— Source document —
▽

“The worst thing about falling to pieces is that humans can do it so quietly.”
― r.i.d
At the end of my treatment for breast cancer in 2006, a very generous friend treated me to a day at a luxurious spa on Queen Street. I had a pedicure and body scrub followed by a hot stone massage. When the therapist put a hot stone on my solar plexus, I started to cry, small tears at first which developed into a salty sea. I was embarrassed by my tears, unable to stop them and stunned by my level of grief. For nearly a year, I had been brave through the pain of two surgeries, the debilitating side effects of chemo and the almost paralyzing fatigue of daily radiation. I put my best face on every day and went to work. I still ran my home and looked after my family. I didn't see the meltdown coming. If I was going to fall apart, I expected I would have done it earlier. I had survived, there was nothing to cry about at that point.

△

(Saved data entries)
▽

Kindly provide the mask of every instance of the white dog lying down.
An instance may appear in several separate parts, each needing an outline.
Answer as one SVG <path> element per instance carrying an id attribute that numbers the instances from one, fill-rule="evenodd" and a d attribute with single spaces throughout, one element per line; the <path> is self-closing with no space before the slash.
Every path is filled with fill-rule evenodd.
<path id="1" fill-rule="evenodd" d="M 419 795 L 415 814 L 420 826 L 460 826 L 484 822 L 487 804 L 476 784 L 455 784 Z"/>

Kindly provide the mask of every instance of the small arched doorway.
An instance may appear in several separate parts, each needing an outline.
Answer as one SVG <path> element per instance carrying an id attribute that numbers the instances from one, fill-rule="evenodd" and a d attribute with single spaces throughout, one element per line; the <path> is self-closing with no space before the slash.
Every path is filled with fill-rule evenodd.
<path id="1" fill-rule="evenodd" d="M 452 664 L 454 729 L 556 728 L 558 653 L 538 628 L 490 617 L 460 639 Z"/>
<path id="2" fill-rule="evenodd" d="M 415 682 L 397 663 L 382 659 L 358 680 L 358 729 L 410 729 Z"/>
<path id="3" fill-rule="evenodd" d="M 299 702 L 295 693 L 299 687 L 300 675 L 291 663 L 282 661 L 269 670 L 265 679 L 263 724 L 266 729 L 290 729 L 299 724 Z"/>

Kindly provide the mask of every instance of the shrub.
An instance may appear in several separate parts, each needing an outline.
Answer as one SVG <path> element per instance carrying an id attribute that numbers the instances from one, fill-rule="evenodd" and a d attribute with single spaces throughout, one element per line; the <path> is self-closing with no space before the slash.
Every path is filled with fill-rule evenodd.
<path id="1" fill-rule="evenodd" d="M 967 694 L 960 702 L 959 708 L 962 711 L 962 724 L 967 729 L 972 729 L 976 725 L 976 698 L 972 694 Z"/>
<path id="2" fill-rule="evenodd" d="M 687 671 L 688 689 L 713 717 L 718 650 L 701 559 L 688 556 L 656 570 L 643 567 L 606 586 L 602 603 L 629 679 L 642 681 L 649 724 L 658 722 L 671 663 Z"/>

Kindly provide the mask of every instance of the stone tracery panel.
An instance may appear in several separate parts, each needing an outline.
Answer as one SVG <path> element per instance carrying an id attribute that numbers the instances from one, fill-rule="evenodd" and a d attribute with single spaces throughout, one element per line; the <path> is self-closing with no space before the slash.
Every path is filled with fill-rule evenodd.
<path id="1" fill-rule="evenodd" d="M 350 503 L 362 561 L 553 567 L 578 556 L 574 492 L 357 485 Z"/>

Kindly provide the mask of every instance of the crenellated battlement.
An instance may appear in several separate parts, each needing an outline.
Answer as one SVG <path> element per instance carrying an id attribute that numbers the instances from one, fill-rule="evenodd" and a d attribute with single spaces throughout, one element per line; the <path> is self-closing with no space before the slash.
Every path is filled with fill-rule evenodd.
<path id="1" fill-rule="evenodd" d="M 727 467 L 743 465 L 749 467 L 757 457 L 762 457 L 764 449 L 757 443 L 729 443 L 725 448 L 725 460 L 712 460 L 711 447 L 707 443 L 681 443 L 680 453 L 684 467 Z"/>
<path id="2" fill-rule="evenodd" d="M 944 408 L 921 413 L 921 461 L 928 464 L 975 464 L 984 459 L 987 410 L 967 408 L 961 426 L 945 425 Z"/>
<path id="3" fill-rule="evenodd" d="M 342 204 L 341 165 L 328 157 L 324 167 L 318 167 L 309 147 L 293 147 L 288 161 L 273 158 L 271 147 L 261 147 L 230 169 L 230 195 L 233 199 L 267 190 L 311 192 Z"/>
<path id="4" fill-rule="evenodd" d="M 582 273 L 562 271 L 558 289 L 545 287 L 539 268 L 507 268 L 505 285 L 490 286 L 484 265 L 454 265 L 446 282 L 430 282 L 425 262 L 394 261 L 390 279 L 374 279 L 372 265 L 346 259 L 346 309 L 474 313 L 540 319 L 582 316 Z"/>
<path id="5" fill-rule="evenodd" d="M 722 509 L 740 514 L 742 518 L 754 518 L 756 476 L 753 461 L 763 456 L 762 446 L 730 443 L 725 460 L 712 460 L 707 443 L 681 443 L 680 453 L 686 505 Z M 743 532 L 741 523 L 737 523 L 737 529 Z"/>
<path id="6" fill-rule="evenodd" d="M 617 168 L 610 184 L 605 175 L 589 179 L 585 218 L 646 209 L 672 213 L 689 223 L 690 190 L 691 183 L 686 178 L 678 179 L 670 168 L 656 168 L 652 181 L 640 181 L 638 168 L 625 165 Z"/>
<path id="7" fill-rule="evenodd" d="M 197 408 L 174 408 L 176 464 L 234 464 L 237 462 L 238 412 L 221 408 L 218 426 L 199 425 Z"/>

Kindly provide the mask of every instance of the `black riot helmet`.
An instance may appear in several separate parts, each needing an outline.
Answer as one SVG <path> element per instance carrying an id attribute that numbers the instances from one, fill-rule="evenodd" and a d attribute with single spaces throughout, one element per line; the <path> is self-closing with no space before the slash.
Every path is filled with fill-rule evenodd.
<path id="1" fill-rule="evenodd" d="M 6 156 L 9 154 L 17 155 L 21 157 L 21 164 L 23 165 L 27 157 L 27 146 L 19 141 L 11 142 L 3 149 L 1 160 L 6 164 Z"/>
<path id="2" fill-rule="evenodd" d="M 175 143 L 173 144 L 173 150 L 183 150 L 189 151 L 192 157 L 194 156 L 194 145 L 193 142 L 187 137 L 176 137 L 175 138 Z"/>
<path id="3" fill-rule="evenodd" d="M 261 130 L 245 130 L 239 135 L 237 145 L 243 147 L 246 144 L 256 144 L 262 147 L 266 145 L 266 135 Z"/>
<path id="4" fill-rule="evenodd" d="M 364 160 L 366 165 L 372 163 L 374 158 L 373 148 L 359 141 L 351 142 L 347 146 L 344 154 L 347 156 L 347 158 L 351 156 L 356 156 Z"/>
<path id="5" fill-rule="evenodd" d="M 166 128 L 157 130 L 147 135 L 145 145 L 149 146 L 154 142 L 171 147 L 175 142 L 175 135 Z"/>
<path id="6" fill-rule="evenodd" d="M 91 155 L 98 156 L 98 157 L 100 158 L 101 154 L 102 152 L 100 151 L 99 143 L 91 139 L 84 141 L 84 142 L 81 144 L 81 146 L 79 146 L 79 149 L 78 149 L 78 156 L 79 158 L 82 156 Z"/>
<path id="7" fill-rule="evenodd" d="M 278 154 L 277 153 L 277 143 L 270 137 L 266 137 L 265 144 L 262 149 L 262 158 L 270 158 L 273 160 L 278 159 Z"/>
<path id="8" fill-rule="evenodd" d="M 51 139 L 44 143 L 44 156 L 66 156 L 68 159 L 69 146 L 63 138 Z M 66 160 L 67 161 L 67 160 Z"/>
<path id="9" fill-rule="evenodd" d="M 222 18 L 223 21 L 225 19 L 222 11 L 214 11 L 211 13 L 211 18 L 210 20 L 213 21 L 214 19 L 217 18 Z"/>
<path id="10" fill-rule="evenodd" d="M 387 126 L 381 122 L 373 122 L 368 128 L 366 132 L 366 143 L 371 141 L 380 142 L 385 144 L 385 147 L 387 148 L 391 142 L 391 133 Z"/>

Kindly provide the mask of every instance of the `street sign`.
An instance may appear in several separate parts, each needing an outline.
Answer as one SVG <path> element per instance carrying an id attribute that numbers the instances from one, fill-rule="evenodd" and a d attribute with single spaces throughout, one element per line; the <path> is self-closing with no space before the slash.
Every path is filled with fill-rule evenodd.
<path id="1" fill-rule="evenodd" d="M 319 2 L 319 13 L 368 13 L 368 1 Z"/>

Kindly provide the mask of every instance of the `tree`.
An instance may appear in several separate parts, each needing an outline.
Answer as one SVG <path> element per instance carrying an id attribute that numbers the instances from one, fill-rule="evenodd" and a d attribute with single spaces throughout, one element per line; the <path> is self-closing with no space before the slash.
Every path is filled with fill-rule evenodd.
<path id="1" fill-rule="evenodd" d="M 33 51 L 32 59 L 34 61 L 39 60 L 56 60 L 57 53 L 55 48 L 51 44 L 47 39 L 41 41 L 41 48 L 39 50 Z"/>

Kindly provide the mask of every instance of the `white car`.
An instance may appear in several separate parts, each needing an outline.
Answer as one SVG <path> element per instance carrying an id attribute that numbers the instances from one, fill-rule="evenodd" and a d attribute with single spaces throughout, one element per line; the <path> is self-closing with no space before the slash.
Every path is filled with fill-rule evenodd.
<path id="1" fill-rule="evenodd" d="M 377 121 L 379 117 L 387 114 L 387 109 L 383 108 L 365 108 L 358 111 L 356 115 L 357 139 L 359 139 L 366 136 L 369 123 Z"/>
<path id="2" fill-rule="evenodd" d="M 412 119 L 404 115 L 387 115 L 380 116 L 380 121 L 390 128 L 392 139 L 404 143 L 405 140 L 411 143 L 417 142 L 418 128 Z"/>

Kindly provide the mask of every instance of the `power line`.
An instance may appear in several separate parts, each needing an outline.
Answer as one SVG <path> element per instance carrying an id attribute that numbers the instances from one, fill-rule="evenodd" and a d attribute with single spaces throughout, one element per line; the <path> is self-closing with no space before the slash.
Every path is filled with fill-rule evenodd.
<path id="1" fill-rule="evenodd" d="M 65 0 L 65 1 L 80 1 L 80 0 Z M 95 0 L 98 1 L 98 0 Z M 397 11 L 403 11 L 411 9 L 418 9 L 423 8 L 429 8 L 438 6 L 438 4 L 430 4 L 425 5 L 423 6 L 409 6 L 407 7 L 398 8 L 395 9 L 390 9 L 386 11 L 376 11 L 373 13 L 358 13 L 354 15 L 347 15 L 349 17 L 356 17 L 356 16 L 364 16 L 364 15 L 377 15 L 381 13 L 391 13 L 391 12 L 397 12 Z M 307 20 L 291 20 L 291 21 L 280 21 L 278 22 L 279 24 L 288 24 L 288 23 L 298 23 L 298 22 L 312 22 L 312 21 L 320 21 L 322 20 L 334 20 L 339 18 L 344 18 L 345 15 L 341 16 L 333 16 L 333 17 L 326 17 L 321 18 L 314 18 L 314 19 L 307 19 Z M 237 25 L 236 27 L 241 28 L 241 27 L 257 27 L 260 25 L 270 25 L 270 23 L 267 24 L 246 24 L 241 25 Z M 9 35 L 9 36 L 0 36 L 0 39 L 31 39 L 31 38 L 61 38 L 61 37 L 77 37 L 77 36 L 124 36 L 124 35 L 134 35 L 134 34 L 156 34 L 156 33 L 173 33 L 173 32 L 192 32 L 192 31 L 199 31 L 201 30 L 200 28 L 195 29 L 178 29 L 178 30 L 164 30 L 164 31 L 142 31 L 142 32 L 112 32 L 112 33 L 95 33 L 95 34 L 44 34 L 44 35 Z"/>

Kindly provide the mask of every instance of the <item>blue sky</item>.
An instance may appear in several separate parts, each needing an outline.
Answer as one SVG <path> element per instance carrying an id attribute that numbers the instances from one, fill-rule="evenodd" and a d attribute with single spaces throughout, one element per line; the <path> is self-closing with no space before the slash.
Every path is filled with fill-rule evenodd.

△

— What to do —
Return the full passage above about the spa day after breast cancer treatment, reproducing every word and punctuation mark without any change.

— Task answer —
“The worst thing about falling to pieces is that humans can do it so quietly.”
― r.i.d
At the end of my treatment for breast cancer in 2006, a very generous friend treated me to a day at a luxurious spa on Queen Street. I had a pedicure and body scrub followed by a hot stone massage. When the therapist put a hot stone on my solar plexus, I started to cry, small tears at first which developed into a salty sea. I was embarrassed by my tears, unable to stop them and stunned by my level of grief. For nearly a year, I had been brave through the pain of two surgeries, the debilitating side effects of chemo and the almost paralyzing fatigue of daily radiation. I put my best face on every day and went to work. I still ran my home and looked after my family. I didn't see the meltdown coming. If I was going to fall apart, I expected I would have done it earlier. I had survived, there was nothing to cry about at that point.